*** Opening RECORDS SHOWN ***

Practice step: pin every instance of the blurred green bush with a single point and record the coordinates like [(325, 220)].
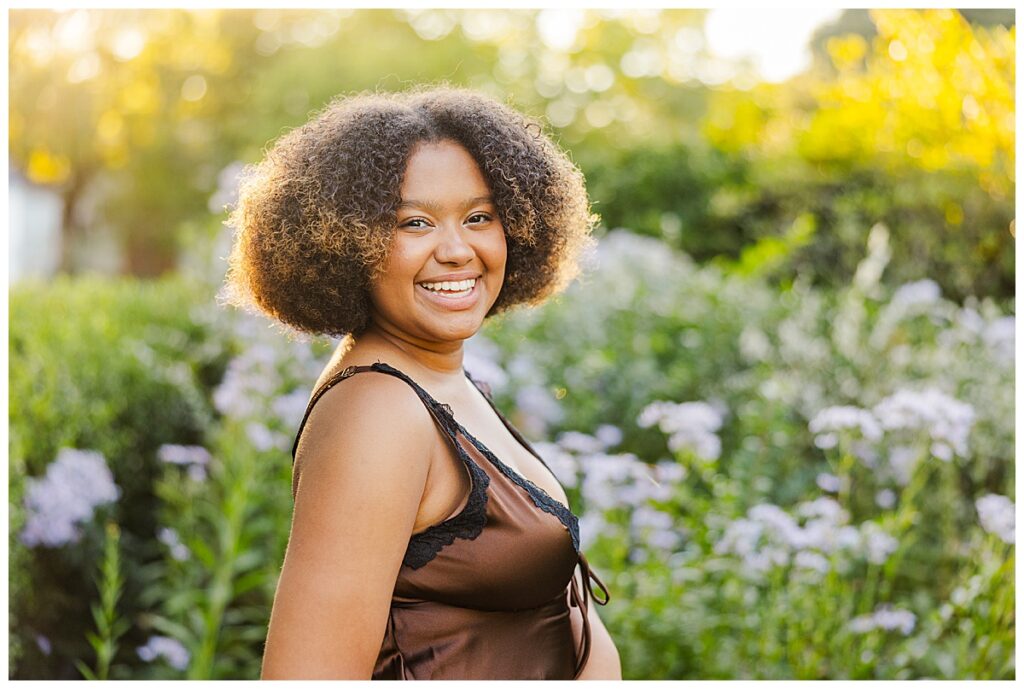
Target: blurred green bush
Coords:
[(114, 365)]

*** Closing RECORDS SHOWN ***
*** Opening RECORDS SHOWN ***

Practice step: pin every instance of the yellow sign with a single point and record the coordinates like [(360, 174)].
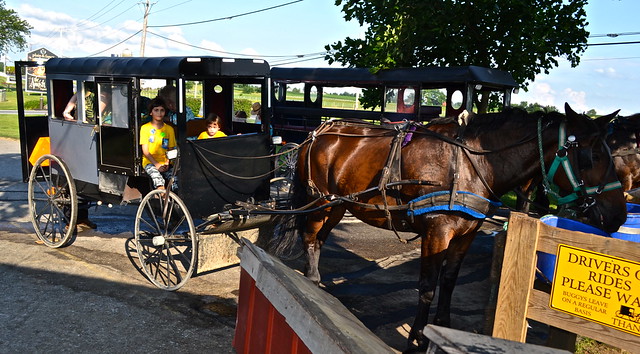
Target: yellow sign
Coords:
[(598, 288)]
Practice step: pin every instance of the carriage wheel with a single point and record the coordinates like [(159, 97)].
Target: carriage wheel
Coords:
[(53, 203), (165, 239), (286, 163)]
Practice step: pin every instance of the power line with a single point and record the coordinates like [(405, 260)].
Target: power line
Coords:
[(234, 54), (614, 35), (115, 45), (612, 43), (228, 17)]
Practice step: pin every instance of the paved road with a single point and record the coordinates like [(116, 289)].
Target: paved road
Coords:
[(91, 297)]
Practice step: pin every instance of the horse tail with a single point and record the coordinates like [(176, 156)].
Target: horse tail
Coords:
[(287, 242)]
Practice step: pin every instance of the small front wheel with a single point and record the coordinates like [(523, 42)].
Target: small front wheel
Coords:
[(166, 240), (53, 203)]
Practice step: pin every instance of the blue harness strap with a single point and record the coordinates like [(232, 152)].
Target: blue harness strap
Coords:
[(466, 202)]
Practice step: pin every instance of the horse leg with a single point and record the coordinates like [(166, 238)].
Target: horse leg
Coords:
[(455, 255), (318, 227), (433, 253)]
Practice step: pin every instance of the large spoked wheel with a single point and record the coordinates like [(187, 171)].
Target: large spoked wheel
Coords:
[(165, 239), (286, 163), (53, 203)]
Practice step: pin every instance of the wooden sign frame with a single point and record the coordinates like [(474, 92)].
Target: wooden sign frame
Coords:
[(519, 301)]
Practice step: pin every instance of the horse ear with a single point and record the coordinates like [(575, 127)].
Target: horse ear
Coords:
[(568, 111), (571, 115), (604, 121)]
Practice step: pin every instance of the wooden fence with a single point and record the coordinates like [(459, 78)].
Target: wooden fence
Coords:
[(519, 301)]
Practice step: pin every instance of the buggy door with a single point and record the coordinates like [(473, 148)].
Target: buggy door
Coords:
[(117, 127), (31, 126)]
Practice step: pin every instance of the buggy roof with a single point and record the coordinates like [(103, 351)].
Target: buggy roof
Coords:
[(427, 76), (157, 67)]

*** Closing RECORDS SHOWN ***

● PROBLEM DETAILS:
Pick out every line above that holds the word "road" and copy it.

● RESPONSE AREA:
Practice step: pin every instance of the paved road with a single point and record the coordinates like [(116, 289)].
Target: paved road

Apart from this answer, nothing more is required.